GIVEN PROBLEM A:
Reproduce the listing word for word, starting at the line that contains "Detect dark gray" and ending with the final line of the listing.

# Newtyle Station



## Smellycat (Jun 22, 2008)

Newtyle railway Station was built in 1834 but closed down in the 1960's when the line was dismantled. The building still stands but is now in the middle of a housing estate.



HOW IT USED TO LOOK








HOW IT LOOKS NOW







BEFORE







AFTER






















When you walk/cycle along the old line you can still see evidence of old platforms etc like this one
in the middle of the woods.












Thanks for looking.


----------



## Foxylady (Jun 22, 2008)

Oh, I really like that. I'm amazed it's still there after all this time as lots of stations were sold off for housing. The platforms and steps remaining in the woods are delightful.
Enjoyed seeing the before and now pics. Good work.


----------



## Neosea (Jun 22, 2008)

Excellent post, thanks for the before and after perspective it really gives a sence of history


----------



## smileysal (Jun 23, 2008)

I do like this, love seeing the old pics and comparing with the new. Such a shame its blocked up, but great that the building is still standing. Agree with Foxy, love seeing the platforms and steps in the trees.

Nice find,

 Sal


----------



## spacepunk (Jun 24, 2008)

A great report there SC.
Keep up the good work.


----------



## sqwasher (Jun 24, 2008)

Very interesting-the then & now pics are fab!


----------



## Silhouette (Jun 24, 2008)

Enjoyed those - thanks for posting 


.


----------



## Random (Jun 24, 2008)

Got to love the before and after pics, nice one


----------



## spacepunk (Oct 19, 2008)

Here's another 'before' pic I found for you SC.


----------



## cardiffrail (Oct 19, 2008)

Great report. What an unusualdesign of station too. Glad it is still there, in a recognisable state.


----------



## Smellycat (Oct 19, 2008)

thanks SP. Thats a great photo. It would be great to actually get inside the building to see if there's anything still in there.


----------



## spacepunk (Oct 19, 2008)

Had a nosey last time I passed and there was only an old jeep and some pigeons panicing about.


----------



## spacepunk (Feb 19, 2009)

Found this for you SC.


----------



## Trinpaul (Feb 19, 2009)

Very nice. I like the remnants of the rail tracks in the woods. Thanks for the "then and now" comparison


----------



## Smellycat (Feb 26, 2009)

here's another old photo of the disused railway which is now part of a housing estate in dundee. I'll need to go and track the exact location down and see what it looks like now.


----------



## fire*fly (Feb 26, 2009)

I love seeing the photos from the past & present, very interesting thank you


----------

INFORMATION GIVEN:

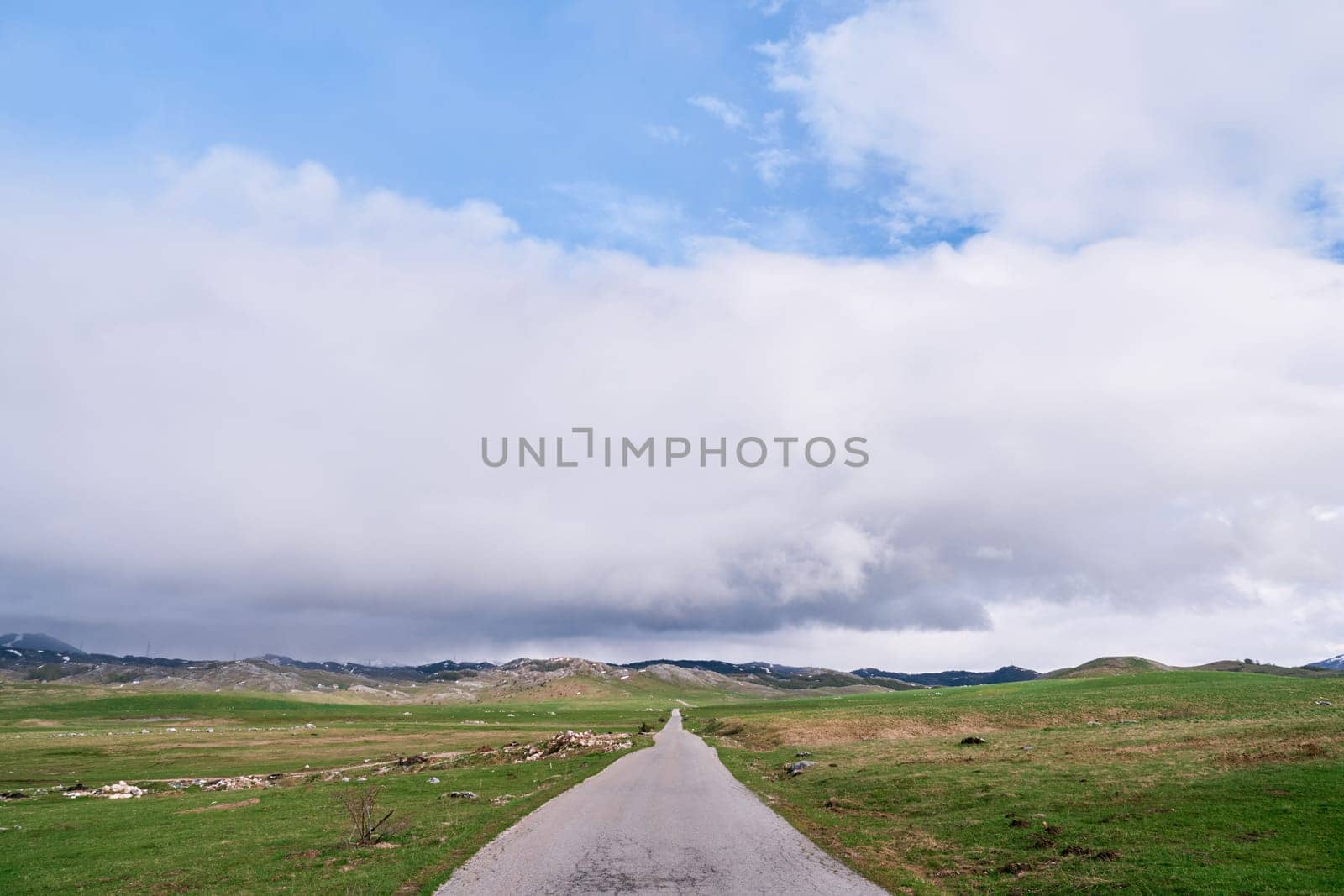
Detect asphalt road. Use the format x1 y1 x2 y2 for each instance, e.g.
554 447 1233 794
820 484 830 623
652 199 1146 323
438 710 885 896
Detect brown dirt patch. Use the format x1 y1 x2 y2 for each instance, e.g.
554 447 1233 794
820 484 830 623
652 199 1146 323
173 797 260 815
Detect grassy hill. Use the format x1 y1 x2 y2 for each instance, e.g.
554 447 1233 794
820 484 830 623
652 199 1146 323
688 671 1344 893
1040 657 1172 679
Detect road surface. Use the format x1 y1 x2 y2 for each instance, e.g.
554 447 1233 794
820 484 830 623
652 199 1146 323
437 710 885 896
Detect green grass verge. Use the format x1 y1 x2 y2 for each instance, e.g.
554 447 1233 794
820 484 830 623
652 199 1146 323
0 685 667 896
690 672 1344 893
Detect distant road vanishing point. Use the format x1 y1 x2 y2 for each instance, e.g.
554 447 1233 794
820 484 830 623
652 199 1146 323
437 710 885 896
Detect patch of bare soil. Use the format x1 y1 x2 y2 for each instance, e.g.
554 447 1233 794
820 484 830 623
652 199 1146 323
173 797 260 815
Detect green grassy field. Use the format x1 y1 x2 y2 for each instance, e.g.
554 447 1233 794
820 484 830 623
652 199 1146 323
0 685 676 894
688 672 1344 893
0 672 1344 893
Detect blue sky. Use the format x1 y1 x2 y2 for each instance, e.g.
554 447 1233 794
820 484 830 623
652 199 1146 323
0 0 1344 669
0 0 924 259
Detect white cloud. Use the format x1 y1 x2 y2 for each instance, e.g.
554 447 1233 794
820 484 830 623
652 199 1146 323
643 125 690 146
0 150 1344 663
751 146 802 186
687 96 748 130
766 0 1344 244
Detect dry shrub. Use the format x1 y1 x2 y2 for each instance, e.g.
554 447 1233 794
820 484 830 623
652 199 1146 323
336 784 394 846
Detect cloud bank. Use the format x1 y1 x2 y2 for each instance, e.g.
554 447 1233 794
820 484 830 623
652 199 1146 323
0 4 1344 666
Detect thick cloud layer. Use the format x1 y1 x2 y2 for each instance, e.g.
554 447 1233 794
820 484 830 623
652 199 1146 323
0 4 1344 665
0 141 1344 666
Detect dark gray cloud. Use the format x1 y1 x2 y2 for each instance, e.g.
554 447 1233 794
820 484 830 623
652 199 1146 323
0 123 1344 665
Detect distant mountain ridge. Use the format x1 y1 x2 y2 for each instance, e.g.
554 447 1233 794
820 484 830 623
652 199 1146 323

GIVEN PROBLEM B:
Answer these questions from the Newtyle Station thread:
(i) In what year was Newtyle railway Station built?
(ii) What did spacepunk see when having a nosey at the building?
(iii) According to Smellycat's post of Feb 26, 2009, what is the disused railway in the old photo now part of?

TASK RESULT A:
Detect dark gray cloud. Use the format x1 y1 x2 y2 for each instance, e.g.
554 447 1233 794
820 484 830 623
652 199 1146 323
0 123 1344 665
Detect distant mountain ridge. Use the format x1 y1 x2 y2 for each instance, e.g.
554 447 1233 794
820 484 830 623
652 199 1146 323

TASK RESULT B:
(i) 1834
(ii) An old jeep and some pigeons
(iii) A housing estate in Dundee